>> start Passage to read
A DataFrame in Pandas is a two-dimensional, size-mutable, and potentially heterogeneous tabular data structure with labeled axes (rows and columns). Think of it as a spreadsheet or SQL table, or a dictionary of Series objects.
Here’s a simple breakdown:
- Rows and Columns: DataFrames consist of rows and columns, where each column can be of a different data type (integer, float, string, etc.).
- Indexing: Rows and columns are labeled, allowing for easy access and manipulation of data.
- Size-Mutable: DataFrames can be expanded or shrunk, meaning you can add or remove rows and columns as needed.
Key Features of DataFrames:
1. Heterogeneous Data: Different columns can contain different data types.
2. Alignment: DataFrame allows for automatic and explicit data alignment.
3. Data Manipulation: Provides various functions for data manipulation, aggregation, and transformation.
4. Integration:Easily integrates with NumPy, making it powerful for numerical operations.
Creating a DataFrame
Pandas DataFrames are powerful tools for data manipulation and analysis. They are two-dimensional, tabular data structures with labeled axes.
One way to create a DataFrame is to specify the column names and data types, and then populate it with data. Here’s an example:
import pandas as pd
# Define column names and data types
data = {'Name': ['Alice', 'Bob', 'Charlie'], 'Age': [25, 30, 28]}
# Create DataFrame
df = pd.DataFrame(data)
# Print DataFrame
print(df)
This code creates a DataFrame with two columns, “Name” (string type) and “Age” (integer type), and populates it with three rows of data.
Reading CSV Files
The more common way to get data into a DataFrame is by reading it from a CSV file. The pd.read_csv()
function is used for this purpose.
import pandas as pd
# Specify file path and delimiter
filepath = "data.csv" # Replace with your actual file path
df = pd.read_csv(filepath)
# Print DataFrame
print(df)
This code reads data from a CSV file named “data.csv” (replace with your actual file path) and creates a DataFrame. By default, pd.read_csv()
assumes a comma (",") as the delimiter, the character that separates values in each column.
Working with the DataFrame
Once you have a DataFrame, you can access specific data points using indexing and selection. You can retrieve data by column name or by row number.
For example:
# Access data by column name
name = df['Name'][0] # Access first name
age = df['Age'][1]
# Access age of second row
# Access data by row number (zero-indexed)
first_row = df.iloc[0] # Get all data in the first row
# Print results
print(f"Name: {name}, Age: {age}")
print(first_row)
You can also add new columns to a DataFrame and save the DataFrame back to a CSV file using the to_csv()
function.
In summary, this Pandas article provides a basic understanding of working with CSV files. You learned how to:
- Create a DataFrame from scratch.
- Read data from a CSV file into a DataFrame.
- Access data points using indexing and selection.
- Add new columns to a DataFrame.
- Save a DataFrame to a CSV file.
>> end Passage to read
#### Directives:
1. Reproduce the Pandas DataFrame passage word for word, starting at "You can also" and ending at "into a DataFrame.".
2. Answer these questions using the Pandas DataFrame passage:
(a) Which character does pd.read_csv() assume as the delimiter by default?
(b) Which library does the passage say DataFrames integrate with easily?
(c) Which function saves a DataFrame back to a CSV file?
>> start Stored data
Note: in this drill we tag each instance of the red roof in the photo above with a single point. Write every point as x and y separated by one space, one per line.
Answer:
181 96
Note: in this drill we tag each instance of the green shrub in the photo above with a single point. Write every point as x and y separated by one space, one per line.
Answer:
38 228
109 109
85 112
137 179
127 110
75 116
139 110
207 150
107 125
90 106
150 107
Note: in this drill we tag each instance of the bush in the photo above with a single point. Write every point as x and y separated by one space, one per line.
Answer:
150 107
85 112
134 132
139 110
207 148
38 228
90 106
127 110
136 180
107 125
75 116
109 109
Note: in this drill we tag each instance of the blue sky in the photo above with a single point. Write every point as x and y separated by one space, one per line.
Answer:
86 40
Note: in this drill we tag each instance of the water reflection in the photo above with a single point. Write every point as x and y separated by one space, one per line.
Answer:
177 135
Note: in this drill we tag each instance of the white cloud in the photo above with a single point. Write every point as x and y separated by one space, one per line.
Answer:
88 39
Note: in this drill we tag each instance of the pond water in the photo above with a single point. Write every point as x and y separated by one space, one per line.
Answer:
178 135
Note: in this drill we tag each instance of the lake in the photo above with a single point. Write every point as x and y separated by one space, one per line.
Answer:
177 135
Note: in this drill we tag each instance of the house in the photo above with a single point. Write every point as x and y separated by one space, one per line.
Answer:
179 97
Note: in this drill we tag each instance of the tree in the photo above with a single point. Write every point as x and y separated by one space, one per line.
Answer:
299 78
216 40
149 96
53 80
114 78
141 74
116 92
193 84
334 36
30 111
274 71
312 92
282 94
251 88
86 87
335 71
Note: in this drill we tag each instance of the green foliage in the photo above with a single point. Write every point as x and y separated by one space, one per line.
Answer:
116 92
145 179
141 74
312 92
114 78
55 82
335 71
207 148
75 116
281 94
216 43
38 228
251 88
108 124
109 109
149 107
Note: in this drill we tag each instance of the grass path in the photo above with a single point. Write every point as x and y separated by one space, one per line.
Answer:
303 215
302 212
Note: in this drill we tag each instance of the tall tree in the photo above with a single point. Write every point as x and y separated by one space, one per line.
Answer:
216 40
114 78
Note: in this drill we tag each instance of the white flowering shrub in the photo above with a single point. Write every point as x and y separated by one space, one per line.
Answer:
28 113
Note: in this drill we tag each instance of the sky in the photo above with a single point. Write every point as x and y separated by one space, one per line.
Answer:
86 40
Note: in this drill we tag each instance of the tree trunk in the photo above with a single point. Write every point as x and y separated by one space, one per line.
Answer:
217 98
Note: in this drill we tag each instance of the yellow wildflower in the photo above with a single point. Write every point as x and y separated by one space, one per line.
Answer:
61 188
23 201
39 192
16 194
>> end Stored data
>> start Stored data
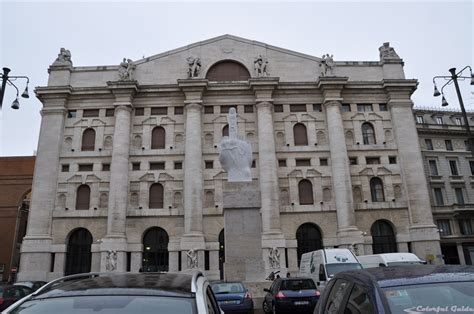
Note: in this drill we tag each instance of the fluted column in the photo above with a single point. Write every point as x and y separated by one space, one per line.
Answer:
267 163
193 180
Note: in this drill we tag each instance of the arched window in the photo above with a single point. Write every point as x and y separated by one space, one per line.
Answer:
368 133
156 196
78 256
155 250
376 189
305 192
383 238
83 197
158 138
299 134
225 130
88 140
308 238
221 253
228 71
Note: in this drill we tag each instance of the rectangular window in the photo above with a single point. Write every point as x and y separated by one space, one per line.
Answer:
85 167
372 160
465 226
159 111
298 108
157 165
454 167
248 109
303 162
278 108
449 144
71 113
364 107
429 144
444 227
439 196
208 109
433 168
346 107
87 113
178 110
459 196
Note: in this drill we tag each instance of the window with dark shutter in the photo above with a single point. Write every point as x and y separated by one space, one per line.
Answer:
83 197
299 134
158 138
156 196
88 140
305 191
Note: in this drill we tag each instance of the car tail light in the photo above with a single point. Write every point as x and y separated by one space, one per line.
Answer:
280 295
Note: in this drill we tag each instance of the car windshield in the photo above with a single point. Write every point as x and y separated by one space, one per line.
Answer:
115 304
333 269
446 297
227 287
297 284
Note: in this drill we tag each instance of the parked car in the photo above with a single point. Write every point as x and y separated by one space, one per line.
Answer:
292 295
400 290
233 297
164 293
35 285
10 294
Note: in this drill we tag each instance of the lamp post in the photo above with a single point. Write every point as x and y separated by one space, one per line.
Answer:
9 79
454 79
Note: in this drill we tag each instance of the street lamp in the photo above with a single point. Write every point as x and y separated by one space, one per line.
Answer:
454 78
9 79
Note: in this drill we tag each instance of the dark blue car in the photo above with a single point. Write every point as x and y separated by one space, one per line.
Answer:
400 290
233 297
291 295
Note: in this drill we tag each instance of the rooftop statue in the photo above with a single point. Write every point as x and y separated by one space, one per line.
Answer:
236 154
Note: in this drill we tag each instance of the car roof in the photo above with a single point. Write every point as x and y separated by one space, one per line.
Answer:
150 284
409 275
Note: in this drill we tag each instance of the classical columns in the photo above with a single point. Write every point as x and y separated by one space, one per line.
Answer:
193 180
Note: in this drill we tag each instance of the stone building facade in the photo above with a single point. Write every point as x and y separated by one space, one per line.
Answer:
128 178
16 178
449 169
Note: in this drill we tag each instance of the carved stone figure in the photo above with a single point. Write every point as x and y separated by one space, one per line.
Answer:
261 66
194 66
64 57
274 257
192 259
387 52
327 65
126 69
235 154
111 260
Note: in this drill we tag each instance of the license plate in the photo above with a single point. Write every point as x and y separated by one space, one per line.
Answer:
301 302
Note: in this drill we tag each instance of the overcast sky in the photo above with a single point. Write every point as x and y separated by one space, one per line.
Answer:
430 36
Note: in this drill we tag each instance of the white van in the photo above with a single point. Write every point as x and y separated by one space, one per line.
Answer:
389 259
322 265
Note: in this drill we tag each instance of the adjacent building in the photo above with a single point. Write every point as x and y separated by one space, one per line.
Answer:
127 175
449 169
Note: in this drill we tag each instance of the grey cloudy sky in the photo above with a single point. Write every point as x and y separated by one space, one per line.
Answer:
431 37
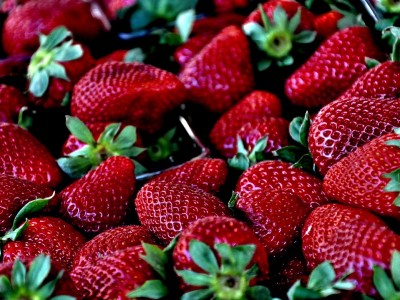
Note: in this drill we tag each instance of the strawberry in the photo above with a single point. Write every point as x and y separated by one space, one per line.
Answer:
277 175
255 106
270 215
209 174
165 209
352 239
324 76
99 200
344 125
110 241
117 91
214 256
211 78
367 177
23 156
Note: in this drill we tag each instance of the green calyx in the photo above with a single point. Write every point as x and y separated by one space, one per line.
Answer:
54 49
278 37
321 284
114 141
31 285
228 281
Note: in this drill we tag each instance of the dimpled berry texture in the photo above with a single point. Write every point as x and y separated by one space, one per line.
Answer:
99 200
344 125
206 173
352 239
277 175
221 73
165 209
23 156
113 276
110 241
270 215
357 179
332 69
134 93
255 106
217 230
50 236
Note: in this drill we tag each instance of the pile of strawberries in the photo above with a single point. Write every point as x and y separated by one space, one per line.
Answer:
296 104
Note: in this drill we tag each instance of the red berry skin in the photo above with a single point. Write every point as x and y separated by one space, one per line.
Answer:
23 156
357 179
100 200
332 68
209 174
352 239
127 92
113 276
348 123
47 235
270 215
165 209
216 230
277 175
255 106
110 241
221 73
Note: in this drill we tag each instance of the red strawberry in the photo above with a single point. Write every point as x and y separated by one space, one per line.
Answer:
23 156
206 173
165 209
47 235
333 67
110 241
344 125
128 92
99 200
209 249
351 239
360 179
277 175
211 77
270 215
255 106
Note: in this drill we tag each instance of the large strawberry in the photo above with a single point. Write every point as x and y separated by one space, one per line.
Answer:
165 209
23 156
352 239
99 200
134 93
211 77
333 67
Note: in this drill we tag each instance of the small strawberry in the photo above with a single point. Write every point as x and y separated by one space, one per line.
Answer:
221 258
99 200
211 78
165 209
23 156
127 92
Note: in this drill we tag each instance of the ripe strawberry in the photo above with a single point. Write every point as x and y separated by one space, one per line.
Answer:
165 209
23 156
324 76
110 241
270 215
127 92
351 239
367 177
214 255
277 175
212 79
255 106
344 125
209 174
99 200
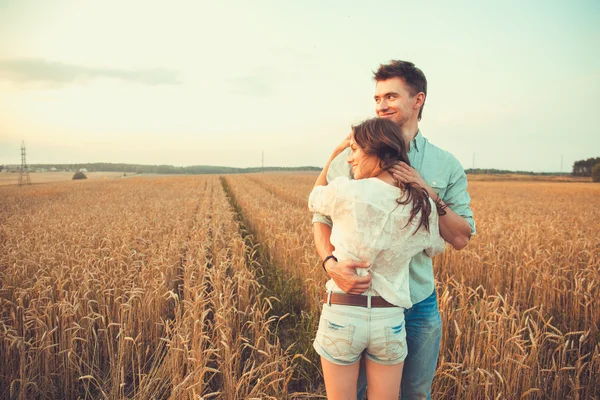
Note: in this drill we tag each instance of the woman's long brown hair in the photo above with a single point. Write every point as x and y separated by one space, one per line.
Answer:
>> end Stored data
>> start Stored data
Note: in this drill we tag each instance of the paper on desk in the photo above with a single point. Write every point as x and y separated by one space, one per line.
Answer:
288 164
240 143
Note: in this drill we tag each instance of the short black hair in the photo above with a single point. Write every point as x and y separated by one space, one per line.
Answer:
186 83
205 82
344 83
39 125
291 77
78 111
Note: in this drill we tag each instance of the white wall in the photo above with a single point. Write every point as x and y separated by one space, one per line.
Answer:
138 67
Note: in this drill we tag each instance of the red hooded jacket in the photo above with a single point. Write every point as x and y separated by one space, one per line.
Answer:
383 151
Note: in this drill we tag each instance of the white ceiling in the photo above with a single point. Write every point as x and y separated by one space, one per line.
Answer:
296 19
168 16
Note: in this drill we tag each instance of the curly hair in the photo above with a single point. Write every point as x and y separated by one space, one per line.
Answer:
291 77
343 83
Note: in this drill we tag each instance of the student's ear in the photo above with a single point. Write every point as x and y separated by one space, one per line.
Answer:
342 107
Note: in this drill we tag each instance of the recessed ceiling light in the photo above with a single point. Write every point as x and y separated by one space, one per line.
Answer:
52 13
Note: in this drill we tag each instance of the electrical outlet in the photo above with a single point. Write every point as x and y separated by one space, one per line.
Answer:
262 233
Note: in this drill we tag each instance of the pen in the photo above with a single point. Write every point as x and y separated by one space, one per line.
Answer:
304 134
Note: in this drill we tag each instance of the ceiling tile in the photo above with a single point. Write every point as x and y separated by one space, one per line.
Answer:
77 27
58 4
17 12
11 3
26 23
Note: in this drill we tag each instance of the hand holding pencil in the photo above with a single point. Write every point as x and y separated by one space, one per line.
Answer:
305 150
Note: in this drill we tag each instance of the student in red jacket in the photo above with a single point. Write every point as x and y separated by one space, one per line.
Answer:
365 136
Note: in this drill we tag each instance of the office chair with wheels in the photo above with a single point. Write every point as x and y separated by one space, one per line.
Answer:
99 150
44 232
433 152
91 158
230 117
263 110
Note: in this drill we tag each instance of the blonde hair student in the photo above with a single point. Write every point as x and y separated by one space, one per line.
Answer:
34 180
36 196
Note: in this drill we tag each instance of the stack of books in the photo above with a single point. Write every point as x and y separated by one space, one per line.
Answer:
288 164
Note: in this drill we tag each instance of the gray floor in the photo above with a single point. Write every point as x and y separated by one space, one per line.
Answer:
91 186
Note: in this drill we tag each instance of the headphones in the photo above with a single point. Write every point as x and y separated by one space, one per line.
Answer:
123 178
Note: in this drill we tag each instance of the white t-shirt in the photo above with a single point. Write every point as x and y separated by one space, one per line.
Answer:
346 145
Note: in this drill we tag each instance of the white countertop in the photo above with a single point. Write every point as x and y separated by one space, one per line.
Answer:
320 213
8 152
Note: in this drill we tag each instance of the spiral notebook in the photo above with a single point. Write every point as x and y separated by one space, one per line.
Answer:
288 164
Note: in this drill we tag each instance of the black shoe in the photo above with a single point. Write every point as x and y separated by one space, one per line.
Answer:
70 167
>> end Stored data
#### Expected responses:
1.
You can also add new columns to a DataFrame and save the DataFrame back to a CSV file using the to_csv()
function.
In summary, this Pandas article provides a basic understanding of working with CSV files. You learned how to:
- Create a DataFrame from scratch.
- Read data from a CSV file into a DataFrame.

2.
(a) A comma (",").
(b) NumPy.
(c) to_csv().